/---
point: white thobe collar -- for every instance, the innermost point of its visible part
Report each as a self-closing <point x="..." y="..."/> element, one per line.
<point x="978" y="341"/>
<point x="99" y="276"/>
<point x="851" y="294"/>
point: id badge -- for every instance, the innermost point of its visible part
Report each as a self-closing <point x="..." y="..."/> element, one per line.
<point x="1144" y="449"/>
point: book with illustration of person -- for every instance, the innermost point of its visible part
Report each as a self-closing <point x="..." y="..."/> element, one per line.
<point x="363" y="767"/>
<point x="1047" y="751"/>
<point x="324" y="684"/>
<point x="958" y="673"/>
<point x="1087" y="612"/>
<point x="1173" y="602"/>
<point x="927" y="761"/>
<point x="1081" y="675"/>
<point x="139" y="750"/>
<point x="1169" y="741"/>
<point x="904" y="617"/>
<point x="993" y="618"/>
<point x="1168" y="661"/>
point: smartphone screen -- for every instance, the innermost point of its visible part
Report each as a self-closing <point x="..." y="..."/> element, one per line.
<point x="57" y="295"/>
\---
§ Required action: Copy out all of the data. Keep every word unchanged.

§ Answer space:
point: white thobe collar -- for every instance, the innermost point of its visible part
Report each as a self-closing <point x="..." y="..."/> element, one per line.
<point x="978" y="341"/>
<point x="99" y="276"/>
<point x="851" y="294"/>
point: id badge -- for every instance, the innermost point of its visible part
Report each as a self-closing <point x="..." y="..."/> element, one per line.
<point x="1144" y="449"/>
point: book with illustration of person -- for every instance, the innermost point of its visible part
Report each as a self-closing <point x="..." y="..."/> element, one per line.
<point x="363" y="767"/>
<point x="1047" y="751"/>
<point x="324" y="684"/>
<point x="958" y="673"/>
<point x="1087" y="612"/>
<point x="1173" y="602"/>
<point x="927" y="761"/>
<point x="1081" y="675"/>
<point x="139" y="750"/>
<point x="1169" y="741"/>
<point x="904" y="617"/>
<point x="993" y="618"/>
<point x="1168" y="661"/>
point: smartphone screen -- for every instance, the innermost point of its visible part
Report each as a self-closing <point x="..." y="..."/> element, one per line.
<point x="57" y="295"/>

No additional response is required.